— begin —

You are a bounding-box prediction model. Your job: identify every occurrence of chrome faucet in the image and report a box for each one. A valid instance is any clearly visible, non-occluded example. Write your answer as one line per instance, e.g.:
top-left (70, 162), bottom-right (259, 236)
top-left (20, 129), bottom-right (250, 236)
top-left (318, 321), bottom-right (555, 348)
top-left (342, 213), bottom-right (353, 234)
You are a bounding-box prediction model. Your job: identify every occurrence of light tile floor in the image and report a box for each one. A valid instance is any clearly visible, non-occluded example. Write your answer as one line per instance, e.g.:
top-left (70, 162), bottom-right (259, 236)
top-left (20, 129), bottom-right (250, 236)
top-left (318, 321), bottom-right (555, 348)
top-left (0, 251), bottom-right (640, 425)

— end —

* Problem statement *
Report every line of the listing above that contains the word "your", copying each such line in full.

* Solution to this task *
You are a bounding-box prediction model. Your job: identify every occurrence of chrome faucet in the image and report a box for each one. A valid instance is any clearly visible, non-occluded example. Write your answer as one line per instance, e.g.:
You are a bounding-box prediction model. Your job: identify every occurrence of light tile floor in the image and report a box for each one. A valid instance is any clearly visible, non-occluded example. Write your answer as one line per instance, e.g.:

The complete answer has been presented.